RECORDS SUPPLIED:
--- START ---

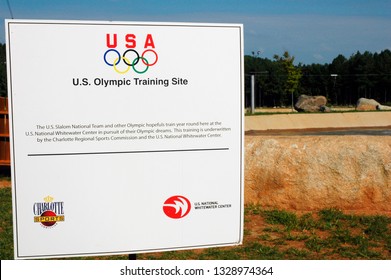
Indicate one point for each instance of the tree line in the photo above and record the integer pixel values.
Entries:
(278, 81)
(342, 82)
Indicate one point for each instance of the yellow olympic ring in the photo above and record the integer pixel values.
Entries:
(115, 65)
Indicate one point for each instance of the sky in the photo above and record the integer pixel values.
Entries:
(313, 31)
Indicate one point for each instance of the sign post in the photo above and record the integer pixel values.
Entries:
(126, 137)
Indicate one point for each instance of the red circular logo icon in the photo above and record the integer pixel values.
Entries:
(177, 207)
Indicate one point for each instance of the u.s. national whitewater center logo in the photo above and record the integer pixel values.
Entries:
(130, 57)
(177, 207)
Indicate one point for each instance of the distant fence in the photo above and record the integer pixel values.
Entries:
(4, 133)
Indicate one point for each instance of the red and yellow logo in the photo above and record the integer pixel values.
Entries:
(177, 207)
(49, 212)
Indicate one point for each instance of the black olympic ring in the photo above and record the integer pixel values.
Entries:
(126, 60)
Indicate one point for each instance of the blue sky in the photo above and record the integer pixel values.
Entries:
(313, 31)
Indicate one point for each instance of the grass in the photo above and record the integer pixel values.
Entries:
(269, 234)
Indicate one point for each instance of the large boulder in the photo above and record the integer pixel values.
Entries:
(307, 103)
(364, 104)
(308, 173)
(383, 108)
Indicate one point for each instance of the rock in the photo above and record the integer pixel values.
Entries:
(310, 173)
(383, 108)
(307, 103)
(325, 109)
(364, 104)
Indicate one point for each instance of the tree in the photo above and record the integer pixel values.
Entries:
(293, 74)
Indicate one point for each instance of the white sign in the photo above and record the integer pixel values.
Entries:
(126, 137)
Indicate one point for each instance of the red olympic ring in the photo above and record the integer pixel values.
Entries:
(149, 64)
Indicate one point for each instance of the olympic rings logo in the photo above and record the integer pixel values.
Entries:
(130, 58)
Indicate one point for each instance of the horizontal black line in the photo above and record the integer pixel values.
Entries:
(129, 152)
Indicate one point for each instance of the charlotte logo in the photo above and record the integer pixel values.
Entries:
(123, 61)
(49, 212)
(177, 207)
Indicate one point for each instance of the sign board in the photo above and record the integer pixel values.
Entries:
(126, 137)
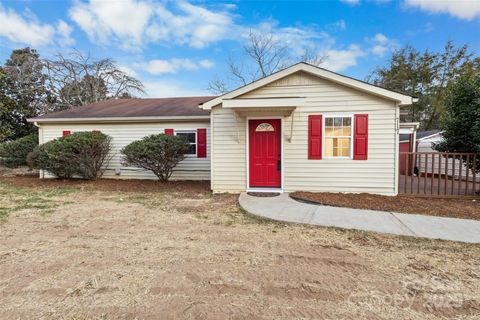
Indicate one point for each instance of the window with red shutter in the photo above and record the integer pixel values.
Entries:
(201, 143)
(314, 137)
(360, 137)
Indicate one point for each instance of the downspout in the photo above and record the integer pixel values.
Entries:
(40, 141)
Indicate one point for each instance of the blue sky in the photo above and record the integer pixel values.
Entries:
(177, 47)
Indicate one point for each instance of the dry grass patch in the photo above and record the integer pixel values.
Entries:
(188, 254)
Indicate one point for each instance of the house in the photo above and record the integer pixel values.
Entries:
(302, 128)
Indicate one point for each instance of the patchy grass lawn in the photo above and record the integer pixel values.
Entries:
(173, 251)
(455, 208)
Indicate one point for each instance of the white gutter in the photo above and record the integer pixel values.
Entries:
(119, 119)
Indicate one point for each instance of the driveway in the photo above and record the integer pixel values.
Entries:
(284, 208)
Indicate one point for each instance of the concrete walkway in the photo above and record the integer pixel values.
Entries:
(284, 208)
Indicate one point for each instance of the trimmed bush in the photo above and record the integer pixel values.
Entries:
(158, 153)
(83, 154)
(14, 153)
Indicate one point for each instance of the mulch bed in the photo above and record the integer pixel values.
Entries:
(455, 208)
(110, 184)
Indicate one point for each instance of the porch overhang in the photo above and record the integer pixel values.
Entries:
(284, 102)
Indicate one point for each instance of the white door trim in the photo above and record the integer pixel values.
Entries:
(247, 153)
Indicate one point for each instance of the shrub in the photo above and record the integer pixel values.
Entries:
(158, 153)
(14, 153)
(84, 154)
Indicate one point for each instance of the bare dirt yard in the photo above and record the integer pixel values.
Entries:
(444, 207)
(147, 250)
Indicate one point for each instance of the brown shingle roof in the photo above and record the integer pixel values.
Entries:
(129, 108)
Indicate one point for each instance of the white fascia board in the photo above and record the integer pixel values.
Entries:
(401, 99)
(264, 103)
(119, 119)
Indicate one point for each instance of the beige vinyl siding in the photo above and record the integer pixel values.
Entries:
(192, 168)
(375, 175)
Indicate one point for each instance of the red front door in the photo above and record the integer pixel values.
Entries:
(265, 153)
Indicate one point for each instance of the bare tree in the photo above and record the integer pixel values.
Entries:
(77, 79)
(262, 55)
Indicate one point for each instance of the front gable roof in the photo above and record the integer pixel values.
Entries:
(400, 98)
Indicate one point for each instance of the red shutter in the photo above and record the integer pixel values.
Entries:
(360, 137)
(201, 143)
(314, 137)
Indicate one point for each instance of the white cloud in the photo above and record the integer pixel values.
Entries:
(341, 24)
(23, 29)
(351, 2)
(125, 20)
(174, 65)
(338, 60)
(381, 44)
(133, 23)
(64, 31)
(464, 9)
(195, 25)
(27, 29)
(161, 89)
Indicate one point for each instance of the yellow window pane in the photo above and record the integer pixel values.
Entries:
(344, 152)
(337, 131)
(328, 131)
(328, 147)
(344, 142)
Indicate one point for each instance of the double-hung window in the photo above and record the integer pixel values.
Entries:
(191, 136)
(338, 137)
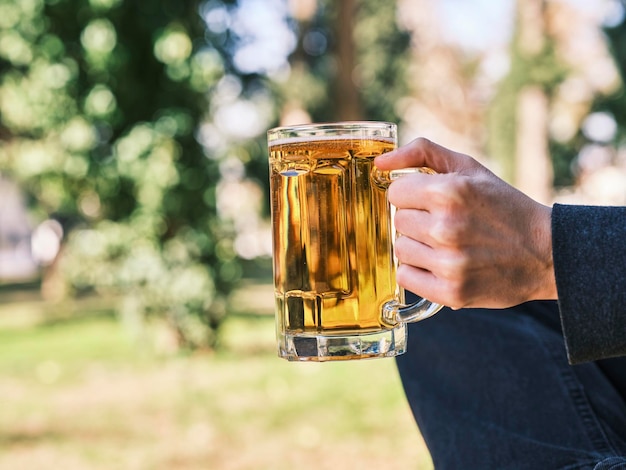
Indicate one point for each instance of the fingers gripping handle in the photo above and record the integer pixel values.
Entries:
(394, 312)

--- END ---

Word for word, retype all of the data above, but include no pictures.

Indicate one point for each instance of the tree line in the photo above and record the integer pixel values.
Entries:
(278, 81)
(342, 82)
Indicate one point for each instance of the yellow olympic ring in the photo above and record the integer pixel values.
Entries:
(115, 65)
Indicate one point for each instance of the sky in the photo above and record the integer pixel values.
Entries:
(313, 31)
Indicate one point for each instance of the sign post in the photo above and record the integer pixel values.
Entries:
(126, 137)
Indicate one point for each instance of the red circular logo icon in the photo above and record the integer pixel values.
Entries:
(177, 207)
Indicate one point for each instance of the u.s. national whitewater center logo in the photo above and record the integer pixel values.
Entries:
(130, 57)
(177, 207)
Indicate one point for each instance of the distant fence in the photo above and record the integer pixel values.
Entries:
(4, 133)
Indicate one point for each instance of the red and yellow logo in the photo above and record the integer pixel values.
Entries:
(177, 207)
(49, 212)
Indicate one point for each instance of the black olympic ring in the photo above and record the integer pixel values.
Entries:
(126, 60)
Indicate one point for each instance of the blue sky in the photo above and record the integer pixel values.
Entries:
(313, 31)
Indicate one point for each instance of the grass in the photo above and record the integer pixel values.
Entries:
(269, 234)
Indicate one point for each instance of the large boulder in the photo above and record the integer pixel values.
Entries:
(307, 103)
(364, 104)
(308, 173)
(383, 108)
Indicate one point for each instance of the rock in the photo above and record the integer pixel values.
Entries:
(310, 173)
(383, 108)
(307, 103)
(325, 109)
(364, 104)
Indicate one point for each instance of the tree in the photo above and record the integer pixel values.
Entries:
(293, 74)
Indicate one point for each instance of the white sign in the photo above and record the integer pixel values.
Entries:
(126, 137)
Indicate one point for each instance of the red olympic ring in the photo above and record the integer pixel values.
Entries:
(149, 64)
Indicate one point for each instance of the olympic rings logo in the photo above and record the integer pixel values.
Entries:
(130, 58)
Indicate one point for each instance of the horizontal black line in the photo above and record the integer pixel values.
Entries:
(129, 152)
Indicate one point for each instance of the charlotte logo in the photo above and record the integer pixel values.
Entries:
(123, 61)
(49, 212)
(177, 207)
Indicate one point for each instance of the sign board in the photo above and record the integer pixel values.
Entries:
(126, 137)
Indicate one point for each instance of the window with red shutter in the photo above and record the integer pixel values.
Entries:
(201, 143)
(314, 137)
(360, 137)
Indicate one point for each instance of the downspout in the photo above and record the integer pixel values.
Entries:
(40, 141)
Indicate one point for each instance of the blue sky in the photo above and record the integer pixel values.
Entries:
(177, 47)
Indicate one point for each instance of the dry grass patch in the photo above and record the integer pixel values.
Entries:
(188, 254)
Indicate one point for each instance of the house in the photo above and record the integer pixel values.
Entries:
(302, 128)
Indicate one point for each instance of the patchy grass lawn in the photo above and record the integer pixel values.
Entries:
(173, 251)
(455, 208)
Indicate one point for each instance of the white gutter in the photo above and record the integer pixel values.
Entries:
(119, 119)
Indicate one point for each instance of the driveway in the photo above and record the integer pixel values.
Entries:
(284, 208)
Indicate one point for each instance of the concrete walkway in the photo above and record the integer pixel values.
Entries:
(284, 208)
Indicate one point for each instance of the trimmed bush in the photo above and record the integer pixel values.
Entries:
(158, 153)
(83, 154)
(14, 153)
Indicate one point for each instance of the mulch bed in the photo above and record the integer pixel values.
Entries:
(455, 208)
(110, 184)
Indicate one point for each instance of the porch overhang in the photo above and record the integer pixel values.
Entries:
(284, 102)
Indicate one point for each instance of the white door trim in the photo above and record the integer pixel values.
Entries:
(247, 153)
Indicate one point for each instance of the shrub in the photo above and record the integer pixel values.
Entries:
(158, 153)
(14, 153)
(84, 154)
Indicate one point for each instance of the bare dirt yard in the photo above and record the integer pixel values.
Entries:
(444, 207)
(147, 250)
Indicate one point for each instance of the brown shingle roof in the photo above and record the integer pixel values.
Entries:
(129, 108)
Indicate one point for each instance of the white fascia board in the photo above and record the integer pixel values.
Entries:
(401, 99)
(264, 103)
(119, 119)
Indicate one point for each instance of the beige vinyl siding in the photo above and record the integer pixel values.
Entries:
(192, 168)
(375, 175)
Indicate one point for each instance of the red front door in the photo above and record the integer pixel values.
Entries:
(265, 153)
Indicate one point for each instance of the bare tree in the photo above and record the integer pixel values.
Entries:
(77, 79)
(262, 55)
Indicate one point for each instance of the front gable roof in the photo above and record the integer pixel values.
Entries:
(400, 98)
Indicate one point for each instance of the red shutter in the photo above and record the integer pixel values.
Entries:
(360, 137)
(201, 143)
(314, 137)
Indicate one point for each instance of the white cloud in the photo above and record the integer pixel values.
Entries:
(341, 24)
(23, 29)
(351, 2)
(125, 20)
(174, 65)
(338, 60)
(381, 44)
(133, 23)
(64, 31)
(464, 9)
(195, 25)
(27, 29)
(161, 89)
Indicate one point for each instance of the yellow window pane in the photo above and record the integer pixel values.
Entries:
(344, 152)
(337, 131)
(328, 131)
(328, 147)
(344, 142)
Indicate one point for each instance of the double-hung window in the photo above and record the integer pixel values.
Entries:
(191, 136)
(338, 137)
Indicate one point for each instance of the fingers gripping handle in the photo above and record the integer pixel values.
Entries:
(394, 312)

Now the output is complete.